What the task asks:
Would you transcribe all of the data exactly, down to the last character?

━━━━━━━━━━━━━━━━━━━━

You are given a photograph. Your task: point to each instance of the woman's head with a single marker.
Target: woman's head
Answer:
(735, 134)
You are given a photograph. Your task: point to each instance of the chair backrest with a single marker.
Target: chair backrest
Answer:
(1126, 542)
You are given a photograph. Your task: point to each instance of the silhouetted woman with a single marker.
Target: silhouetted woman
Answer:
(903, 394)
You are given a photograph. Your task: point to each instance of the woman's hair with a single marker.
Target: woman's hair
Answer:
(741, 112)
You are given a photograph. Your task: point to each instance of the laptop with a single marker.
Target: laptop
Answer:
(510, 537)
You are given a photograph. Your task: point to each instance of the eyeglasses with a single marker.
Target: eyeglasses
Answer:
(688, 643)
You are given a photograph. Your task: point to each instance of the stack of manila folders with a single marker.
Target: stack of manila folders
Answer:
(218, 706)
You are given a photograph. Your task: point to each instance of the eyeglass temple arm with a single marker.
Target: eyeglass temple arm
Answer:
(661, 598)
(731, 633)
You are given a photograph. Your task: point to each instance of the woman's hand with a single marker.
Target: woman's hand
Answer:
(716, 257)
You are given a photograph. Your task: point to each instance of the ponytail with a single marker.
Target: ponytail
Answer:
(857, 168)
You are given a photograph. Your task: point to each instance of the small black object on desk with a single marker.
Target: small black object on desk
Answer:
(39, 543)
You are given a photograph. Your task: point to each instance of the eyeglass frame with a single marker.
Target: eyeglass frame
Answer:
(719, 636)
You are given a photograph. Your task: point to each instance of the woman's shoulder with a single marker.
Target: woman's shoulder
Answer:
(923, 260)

━━━━━━━━━━━━━━━━━━━━

Answer for this exercise:
You are given a photograph. Your task: point to each instance of the woman's head with a single marker.
Target: woman's head
Answer:
(735, 134)
You are given a photograph. Your task: point to each instance of the chair backrest with a single marker.
Target: chair backrest
Answer:
(1126, 542)
You are given a photograph. Your task: point to each instance of the silhouetted woman with a single marker.
Target: silhouetted woman
Answer:
(903, 394)
You are given a photograph. Your task: point to each instance of the woman's hair with a single marker.
Target: woman's hair
Answer:
(741, 112)
You are given a photograph. Your task: point to each instance of the laptop with a single marker.
Target: laptop
Answer:
(510, 537)
You are given a photograph. Your task: point to each instance of the eyeglasses with a single marker.
Target: eyeglasses
Answer:
(688, 643)
You are given a photograph. Your task: point to each instance of the stack of manila folders with a single marker.
Target: stack of manila folders
Answer:
(218, 706)
You are given a photograph. Your task: point to each instance of the eyeglass temple arm with a single marker.
Target: eyeglass temple arm
Answer:
(661, 598)
(731, 633)
You are given a photograph. Your task: point to each instance of the woman's hand with a single marker.
Target: woman's hand
Answer:
(716, 257)
You are given a photograph. Your task: point to each instance of the ponytail with a single marker.
Target: ponytail
Answer:
(857, 168)
You are given a photograph. Your task: point to each instance of the small black object on desk with a single marker.
Target: small black object on desk
Answer:
(39, 543)
You are given a photograph. Your task: point to each instance of the eyeglass frame with a single marker.
Target: eyeglass frame
Answer:
(719, 636)
You are given a photograph. Your task: point to each instance of the woman's shoulder with a single marker.
Target: woman's shoulder
Answer:
(923, 260)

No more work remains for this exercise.